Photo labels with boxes
★ ★ ★ ★ ★ ★ ★

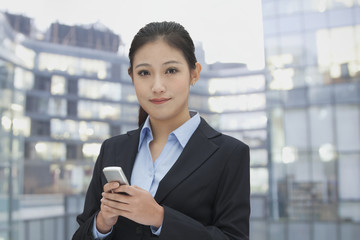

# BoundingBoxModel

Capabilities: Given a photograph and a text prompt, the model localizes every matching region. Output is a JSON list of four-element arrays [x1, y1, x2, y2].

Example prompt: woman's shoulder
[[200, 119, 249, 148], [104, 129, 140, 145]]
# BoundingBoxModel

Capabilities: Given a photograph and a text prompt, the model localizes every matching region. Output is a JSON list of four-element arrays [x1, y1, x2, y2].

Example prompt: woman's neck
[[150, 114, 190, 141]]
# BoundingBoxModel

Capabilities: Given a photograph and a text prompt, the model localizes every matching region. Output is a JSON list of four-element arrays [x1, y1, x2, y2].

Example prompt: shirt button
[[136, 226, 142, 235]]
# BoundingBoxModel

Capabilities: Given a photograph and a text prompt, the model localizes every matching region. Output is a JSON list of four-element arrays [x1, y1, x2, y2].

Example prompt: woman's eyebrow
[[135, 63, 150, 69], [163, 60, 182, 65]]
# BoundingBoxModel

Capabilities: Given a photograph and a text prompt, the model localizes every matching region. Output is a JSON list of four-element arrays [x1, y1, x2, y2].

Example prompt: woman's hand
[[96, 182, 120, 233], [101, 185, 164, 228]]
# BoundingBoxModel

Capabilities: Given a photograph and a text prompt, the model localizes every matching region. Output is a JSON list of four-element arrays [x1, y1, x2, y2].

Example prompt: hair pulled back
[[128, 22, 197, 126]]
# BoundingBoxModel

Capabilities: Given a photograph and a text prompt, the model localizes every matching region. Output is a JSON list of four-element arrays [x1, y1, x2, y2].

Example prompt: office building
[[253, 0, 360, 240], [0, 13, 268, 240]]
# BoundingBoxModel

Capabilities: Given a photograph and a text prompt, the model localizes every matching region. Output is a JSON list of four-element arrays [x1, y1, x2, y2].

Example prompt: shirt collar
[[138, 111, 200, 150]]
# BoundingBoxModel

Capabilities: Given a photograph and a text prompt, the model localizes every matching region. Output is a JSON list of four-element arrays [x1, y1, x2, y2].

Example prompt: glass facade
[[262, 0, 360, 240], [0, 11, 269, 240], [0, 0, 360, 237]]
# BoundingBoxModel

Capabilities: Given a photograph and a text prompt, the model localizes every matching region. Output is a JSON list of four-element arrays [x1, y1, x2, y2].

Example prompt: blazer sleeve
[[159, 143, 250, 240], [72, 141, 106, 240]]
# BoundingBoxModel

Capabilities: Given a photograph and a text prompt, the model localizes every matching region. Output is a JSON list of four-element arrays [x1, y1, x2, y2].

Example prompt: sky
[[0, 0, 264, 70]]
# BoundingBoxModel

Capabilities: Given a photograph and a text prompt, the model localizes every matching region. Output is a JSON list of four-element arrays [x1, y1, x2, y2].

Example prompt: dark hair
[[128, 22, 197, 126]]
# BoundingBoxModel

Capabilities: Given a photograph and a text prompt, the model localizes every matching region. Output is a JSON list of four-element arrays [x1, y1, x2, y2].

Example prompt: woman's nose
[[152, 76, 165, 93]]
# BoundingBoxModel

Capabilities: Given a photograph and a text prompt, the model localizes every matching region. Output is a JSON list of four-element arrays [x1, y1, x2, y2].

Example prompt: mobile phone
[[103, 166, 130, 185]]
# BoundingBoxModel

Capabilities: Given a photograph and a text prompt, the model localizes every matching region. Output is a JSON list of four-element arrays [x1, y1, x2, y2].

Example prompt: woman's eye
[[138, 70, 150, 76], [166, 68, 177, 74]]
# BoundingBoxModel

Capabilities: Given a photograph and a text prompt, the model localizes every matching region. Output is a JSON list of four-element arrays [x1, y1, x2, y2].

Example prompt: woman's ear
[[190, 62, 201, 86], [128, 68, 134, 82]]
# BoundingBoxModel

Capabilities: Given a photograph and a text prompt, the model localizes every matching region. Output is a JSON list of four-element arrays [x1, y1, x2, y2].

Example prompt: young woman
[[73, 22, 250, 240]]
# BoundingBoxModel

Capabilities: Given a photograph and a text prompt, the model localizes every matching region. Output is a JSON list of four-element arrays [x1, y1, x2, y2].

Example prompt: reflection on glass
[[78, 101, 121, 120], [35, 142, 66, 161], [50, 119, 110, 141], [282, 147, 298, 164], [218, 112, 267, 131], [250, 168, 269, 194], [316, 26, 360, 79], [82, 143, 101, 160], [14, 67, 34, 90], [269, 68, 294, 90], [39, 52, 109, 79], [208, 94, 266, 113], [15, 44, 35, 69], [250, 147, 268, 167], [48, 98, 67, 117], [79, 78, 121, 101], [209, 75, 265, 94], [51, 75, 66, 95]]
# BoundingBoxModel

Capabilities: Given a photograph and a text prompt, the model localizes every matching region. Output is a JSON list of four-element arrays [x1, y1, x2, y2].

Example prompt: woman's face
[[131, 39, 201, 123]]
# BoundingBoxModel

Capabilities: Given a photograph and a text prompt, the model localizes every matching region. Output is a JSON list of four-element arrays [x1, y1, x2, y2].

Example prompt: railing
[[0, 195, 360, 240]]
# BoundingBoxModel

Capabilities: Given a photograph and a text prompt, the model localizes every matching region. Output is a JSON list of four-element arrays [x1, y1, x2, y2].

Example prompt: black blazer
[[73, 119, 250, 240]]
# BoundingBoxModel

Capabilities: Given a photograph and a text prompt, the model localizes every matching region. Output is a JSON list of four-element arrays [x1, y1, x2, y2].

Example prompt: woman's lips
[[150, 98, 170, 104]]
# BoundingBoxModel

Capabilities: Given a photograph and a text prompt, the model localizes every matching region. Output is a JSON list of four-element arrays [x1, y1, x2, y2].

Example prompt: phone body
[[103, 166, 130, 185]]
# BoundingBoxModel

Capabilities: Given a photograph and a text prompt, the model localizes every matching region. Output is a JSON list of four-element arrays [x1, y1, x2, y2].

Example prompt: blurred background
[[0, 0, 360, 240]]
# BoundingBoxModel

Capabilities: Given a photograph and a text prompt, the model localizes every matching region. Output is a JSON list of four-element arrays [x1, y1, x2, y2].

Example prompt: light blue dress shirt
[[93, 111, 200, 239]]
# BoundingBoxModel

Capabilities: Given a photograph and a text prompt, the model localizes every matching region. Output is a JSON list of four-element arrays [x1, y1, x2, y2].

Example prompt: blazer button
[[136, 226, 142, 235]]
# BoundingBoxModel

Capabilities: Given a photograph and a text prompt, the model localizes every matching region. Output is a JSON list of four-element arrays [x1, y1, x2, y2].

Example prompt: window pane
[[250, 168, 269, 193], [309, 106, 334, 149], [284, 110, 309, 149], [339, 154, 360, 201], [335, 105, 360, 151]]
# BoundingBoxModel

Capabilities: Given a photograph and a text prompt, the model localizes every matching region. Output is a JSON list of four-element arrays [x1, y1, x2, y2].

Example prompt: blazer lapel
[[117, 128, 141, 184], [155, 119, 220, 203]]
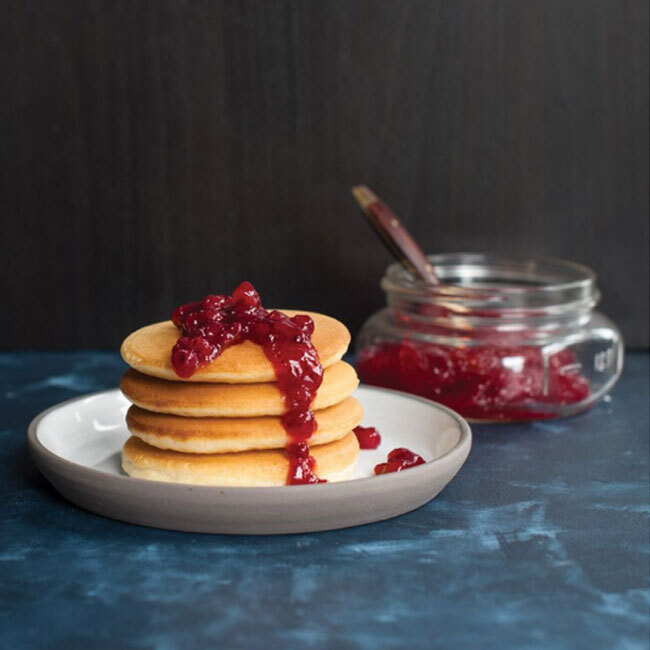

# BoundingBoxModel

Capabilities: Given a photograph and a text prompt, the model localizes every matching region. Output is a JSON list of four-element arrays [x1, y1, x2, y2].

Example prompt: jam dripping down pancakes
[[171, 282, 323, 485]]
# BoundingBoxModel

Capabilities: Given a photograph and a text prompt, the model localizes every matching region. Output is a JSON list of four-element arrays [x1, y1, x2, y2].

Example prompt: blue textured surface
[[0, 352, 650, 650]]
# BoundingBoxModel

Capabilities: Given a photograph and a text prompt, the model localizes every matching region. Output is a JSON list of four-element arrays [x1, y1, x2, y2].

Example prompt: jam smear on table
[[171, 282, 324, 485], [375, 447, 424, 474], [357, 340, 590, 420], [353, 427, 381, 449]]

★ ★ ★ ★ ★ ★ ★

§ **Stated task**
Find every line in the entries above that contains the word "blazer", and copy each of those lines as it appears.

§ **Completed exercise**
Example prompt: blazer sleeve
Example prompt: black blazer
Example prompt: blazer button
Example prompt: blazer lapel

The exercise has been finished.